### YOUR OBJECTIVE
From the records, report how many lines hold the word "canal", with the number as the sole reply.

### EXCERPTED RECORDS

- - -

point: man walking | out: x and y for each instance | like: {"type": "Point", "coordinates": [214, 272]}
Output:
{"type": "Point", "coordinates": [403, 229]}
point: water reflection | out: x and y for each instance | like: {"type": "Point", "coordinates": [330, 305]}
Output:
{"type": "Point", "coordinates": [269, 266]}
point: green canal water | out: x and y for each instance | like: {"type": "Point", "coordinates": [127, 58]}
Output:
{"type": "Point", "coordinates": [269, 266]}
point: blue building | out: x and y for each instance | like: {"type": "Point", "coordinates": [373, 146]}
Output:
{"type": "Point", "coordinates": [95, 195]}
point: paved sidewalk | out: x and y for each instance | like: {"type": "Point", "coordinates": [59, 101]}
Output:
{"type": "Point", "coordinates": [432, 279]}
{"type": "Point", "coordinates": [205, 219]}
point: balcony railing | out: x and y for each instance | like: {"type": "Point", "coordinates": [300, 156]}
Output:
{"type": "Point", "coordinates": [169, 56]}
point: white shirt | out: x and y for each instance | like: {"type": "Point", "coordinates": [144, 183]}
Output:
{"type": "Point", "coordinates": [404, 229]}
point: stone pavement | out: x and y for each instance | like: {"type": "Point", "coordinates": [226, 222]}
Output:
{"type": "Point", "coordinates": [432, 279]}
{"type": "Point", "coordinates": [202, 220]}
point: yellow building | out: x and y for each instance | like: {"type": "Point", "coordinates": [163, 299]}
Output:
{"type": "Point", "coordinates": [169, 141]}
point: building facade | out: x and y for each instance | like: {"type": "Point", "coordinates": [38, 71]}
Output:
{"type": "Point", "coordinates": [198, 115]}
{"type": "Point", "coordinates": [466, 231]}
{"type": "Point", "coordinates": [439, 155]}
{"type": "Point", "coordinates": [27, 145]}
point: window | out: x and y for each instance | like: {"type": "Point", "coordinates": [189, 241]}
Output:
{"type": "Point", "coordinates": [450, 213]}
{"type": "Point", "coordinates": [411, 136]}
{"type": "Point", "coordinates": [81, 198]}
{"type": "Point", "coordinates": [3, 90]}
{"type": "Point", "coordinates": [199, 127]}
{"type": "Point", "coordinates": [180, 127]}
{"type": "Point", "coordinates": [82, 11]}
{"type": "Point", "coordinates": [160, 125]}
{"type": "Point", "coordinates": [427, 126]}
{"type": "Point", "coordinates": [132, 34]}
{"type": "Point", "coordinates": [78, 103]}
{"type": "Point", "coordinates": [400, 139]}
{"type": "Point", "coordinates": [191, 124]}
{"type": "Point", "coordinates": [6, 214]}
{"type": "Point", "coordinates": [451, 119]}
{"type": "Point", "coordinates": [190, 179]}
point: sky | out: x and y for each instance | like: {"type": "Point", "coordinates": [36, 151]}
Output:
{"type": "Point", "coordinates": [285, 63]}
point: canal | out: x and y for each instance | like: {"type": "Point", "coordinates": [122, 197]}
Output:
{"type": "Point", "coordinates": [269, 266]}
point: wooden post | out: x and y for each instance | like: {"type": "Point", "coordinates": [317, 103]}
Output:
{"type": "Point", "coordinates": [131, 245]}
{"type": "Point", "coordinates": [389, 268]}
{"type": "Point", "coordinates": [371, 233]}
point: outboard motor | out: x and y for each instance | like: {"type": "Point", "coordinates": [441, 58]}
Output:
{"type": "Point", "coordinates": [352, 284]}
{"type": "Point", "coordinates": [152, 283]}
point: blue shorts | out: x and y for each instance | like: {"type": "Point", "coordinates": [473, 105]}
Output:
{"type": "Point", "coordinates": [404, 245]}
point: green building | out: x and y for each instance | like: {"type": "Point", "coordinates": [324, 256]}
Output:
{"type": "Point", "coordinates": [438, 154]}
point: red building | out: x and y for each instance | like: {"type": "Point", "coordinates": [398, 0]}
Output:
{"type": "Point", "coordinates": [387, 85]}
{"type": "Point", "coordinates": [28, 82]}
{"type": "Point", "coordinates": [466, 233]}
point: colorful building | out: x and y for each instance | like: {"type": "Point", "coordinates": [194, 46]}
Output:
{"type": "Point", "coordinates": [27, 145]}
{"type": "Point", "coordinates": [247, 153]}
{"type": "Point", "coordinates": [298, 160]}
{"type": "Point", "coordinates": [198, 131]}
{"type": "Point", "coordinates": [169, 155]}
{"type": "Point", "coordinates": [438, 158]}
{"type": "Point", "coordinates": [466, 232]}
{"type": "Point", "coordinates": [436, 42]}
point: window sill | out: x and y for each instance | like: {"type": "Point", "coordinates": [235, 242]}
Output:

- - -

### EXERCISE OUTPUT
2